INFORMATION SUPPLIED Block Start

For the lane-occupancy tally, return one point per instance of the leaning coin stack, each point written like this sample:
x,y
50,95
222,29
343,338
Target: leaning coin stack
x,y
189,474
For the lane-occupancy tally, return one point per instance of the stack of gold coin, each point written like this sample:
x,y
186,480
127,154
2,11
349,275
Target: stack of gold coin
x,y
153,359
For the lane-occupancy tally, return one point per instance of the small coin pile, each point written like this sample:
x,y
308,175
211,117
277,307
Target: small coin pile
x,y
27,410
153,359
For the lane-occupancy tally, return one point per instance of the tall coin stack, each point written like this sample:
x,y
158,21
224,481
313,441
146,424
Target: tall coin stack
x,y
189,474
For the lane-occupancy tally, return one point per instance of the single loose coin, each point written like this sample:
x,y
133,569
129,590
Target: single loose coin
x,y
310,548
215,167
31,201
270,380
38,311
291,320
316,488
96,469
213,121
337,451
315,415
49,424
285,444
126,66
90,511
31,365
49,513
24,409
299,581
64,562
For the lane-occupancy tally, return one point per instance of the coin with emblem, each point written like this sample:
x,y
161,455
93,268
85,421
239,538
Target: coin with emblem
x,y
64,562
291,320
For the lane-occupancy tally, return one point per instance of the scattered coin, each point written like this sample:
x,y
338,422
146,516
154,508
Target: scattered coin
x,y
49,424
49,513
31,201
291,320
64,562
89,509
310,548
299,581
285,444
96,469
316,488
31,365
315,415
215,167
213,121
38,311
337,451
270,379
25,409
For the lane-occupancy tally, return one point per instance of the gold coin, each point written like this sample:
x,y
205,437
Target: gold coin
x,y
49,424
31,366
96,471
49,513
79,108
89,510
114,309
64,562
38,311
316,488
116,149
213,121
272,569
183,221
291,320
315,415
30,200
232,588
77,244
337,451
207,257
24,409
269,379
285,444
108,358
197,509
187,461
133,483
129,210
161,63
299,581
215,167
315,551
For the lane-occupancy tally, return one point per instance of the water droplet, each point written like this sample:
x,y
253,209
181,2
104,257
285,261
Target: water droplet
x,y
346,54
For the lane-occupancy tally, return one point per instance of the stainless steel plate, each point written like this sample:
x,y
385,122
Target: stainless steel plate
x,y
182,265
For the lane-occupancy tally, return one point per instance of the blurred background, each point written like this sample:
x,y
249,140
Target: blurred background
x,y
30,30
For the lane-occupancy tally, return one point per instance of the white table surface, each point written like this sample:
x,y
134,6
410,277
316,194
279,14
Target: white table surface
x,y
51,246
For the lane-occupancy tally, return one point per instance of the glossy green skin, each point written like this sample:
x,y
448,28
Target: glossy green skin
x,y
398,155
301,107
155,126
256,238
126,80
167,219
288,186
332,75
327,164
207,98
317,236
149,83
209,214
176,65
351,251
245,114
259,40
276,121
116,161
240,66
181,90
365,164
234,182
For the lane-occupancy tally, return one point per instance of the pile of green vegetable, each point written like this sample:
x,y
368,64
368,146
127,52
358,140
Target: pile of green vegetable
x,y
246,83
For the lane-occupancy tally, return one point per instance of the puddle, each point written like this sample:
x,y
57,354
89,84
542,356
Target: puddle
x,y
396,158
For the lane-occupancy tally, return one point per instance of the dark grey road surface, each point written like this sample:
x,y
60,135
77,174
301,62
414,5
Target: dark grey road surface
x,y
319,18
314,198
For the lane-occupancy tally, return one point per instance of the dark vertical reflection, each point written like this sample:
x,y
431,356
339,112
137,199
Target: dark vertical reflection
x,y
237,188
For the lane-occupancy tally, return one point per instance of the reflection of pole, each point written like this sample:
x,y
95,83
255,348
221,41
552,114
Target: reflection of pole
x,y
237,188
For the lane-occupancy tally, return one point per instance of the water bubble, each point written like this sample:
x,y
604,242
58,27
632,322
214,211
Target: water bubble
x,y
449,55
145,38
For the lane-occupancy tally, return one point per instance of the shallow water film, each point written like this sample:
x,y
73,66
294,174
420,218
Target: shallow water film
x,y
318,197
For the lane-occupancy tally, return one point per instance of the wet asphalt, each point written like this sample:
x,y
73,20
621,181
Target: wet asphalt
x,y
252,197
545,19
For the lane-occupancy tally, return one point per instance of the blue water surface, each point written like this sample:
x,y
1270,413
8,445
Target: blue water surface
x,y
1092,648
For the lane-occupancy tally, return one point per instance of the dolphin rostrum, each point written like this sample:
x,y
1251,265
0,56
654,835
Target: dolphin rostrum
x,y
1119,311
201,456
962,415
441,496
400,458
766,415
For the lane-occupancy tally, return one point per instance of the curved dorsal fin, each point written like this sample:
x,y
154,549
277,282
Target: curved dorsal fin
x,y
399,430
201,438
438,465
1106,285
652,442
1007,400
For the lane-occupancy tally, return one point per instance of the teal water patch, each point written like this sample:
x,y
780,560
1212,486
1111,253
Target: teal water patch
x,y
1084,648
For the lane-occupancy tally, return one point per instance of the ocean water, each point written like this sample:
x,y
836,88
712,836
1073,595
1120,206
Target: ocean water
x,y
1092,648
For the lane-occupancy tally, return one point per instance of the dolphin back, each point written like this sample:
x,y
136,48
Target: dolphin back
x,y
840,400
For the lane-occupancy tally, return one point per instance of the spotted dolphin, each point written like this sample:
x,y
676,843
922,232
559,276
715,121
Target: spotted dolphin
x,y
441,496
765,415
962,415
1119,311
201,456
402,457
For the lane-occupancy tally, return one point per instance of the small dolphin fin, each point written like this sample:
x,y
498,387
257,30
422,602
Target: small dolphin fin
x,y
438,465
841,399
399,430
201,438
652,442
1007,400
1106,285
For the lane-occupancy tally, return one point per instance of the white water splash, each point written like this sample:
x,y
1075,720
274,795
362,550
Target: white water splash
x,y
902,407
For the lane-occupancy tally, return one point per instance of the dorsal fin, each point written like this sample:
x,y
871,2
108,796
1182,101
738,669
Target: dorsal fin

INFORMATION SUPPLIED Block End
INFORMATION SUPPLIED Block Start

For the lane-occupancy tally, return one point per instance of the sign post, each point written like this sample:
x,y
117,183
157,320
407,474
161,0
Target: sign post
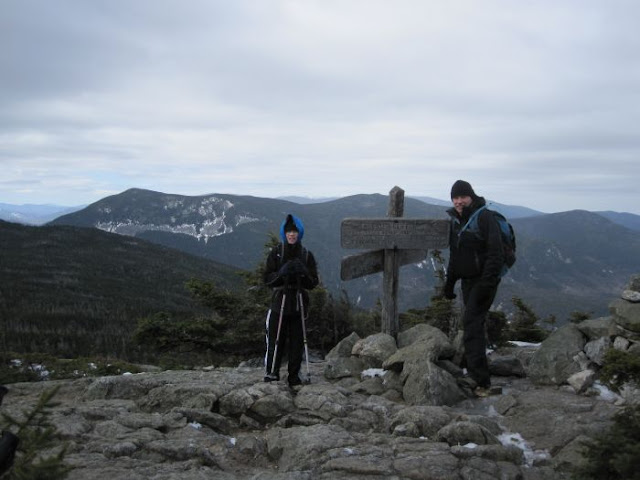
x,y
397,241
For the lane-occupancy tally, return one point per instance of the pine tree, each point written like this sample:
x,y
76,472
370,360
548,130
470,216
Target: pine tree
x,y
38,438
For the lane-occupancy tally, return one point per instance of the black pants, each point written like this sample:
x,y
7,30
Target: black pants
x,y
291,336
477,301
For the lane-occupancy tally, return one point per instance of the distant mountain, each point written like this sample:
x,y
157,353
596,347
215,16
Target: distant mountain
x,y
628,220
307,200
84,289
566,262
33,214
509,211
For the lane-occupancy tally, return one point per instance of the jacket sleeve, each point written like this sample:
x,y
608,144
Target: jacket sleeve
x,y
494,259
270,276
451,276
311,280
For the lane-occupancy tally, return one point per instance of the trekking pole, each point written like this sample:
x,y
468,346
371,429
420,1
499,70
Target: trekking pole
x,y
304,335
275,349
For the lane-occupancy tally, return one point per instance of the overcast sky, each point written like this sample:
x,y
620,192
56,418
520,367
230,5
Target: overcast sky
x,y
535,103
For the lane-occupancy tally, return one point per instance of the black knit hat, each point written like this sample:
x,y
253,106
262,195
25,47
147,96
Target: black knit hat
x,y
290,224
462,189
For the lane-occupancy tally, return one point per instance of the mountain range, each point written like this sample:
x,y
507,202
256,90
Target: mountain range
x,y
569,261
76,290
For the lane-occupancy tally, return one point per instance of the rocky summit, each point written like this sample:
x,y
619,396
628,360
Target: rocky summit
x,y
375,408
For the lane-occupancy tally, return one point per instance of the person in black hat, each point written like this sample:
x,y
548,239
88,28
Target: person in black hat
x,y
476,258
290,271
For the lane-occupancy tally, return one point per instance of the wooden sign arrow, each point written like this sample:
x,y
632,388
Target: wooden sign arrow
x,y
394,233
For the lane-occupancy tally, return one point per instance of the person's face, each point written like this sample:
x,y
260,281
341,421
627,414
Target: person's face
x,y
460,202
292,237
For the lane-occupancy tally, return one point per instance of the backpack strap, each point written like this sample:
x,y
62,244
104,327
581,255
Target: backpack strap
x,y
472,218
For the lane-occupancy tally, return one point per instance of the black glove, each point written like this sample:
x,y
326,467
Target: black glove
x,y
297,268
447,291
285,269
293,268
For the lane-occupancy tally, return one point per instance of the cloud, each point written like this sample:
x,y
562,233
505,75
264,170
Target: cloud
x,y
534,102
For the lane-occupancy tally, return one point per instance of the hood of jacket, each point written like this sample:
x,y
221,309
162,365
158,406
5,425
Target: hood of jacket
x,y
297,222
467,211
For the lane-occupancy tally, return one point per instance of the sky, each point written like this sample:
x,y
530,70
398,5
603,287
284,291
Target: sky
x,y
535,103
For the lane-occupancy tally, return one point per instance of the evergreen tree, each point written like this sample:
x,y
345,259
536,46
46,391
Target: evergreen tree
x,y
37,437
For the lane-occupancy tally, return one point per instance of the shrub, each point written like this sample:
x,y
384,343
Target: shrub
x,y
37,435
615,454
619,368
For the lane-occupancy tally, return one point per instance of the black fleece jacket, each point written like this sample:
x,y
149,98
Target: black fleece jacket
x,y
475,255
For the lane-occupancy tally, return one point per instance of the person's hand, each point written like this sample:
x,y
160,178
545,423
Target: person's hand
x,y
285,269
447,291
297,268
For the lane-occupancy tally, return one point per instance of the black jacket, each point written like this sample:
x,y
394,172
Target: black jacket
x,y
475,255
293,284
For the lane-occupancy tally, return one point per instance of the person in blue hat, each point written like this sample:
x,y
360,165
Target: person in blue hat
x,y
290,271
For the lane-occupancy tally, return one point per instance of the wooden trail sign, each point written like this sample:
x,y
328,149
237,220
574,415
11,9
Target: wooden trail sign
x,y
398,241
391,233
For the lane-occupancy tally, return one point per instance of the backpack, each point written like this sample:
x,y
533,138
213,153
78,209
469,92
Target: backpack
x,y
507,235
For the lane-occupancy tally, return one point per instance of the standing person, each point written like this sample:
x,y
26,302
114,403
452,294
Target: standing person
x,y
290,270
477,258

INFORMATION SUPPLIED Block End

YOUR OBJECTIVE: There is a run of lines above from the one with "Target: blue water surface" to the one with "Target: dorsal fin"; print exactly that run, both ends included, and nothing else.

RESPONSE BELOW:
Target: blue water surface
x,y
1092,648
For the lane-occupancy tally, return one point per instance of the dolphin rostrum, each point written like this sample:
x,y
1251,265
0,56
654,835
Target: dolphin rostrum
x,y
1119,311
201,456
962,415
441,496
400,458
766,415
For the lane-occupancy tally, return one point per instance of the curved dorsal fin, each point written like this sample:
x,y
154,549
277,282
Target: curved dorsal fin
x,y
399,430
201,438
438,465
1106,285
652,442
1007,400
For the lane-occupancy tally, return one point per instance of the teal water patch, each point written like this sample:
x,y
780,560
1212,486
1111,253
Target: teal water patch
x,y
1084,648
For the lane-occupancy tally, return one point per instance of the ocean water, each point written like this sample:
x,y
836,88
712,836
1073,595
1120,206
Target: ocean water
x,y
1092,648
For the lane-occupancy tally, return one point per instance of the dolphin back, each point written like this sample:
x,y
136,48
Target: dolphin back
x,y
840,400
For the lane-occupancy tally, return one point per instance of the spotted dolphin, each point written like this sample:
x,y
676,843
922,232
559,276
715,121
Target: spotted dolphin
x,y
441,496
765,415
962,415
1119,311
201,456
402,457
For the lane-occupancy tally, return one point per instance of the small dolphin fin, each point written like this sample:
x,y
498,387
257,30
422,602
Target: small dolphin fin
x,y
438,465
841,399
399,430
201,438
652,442
1007,400
1106,285
For the lane-occupancy tally, return one point per instance of the white water splash, each point written like this sample:
x,y
1075,720
274,795
362,550
Target: white water splash
x,y
902,407
For the lane-occupancy tally, return one point per instance of the dorsal fin, each point written like this sample:
x,y
871,2
108,796
1182,101
738,669
Target: dorsal fin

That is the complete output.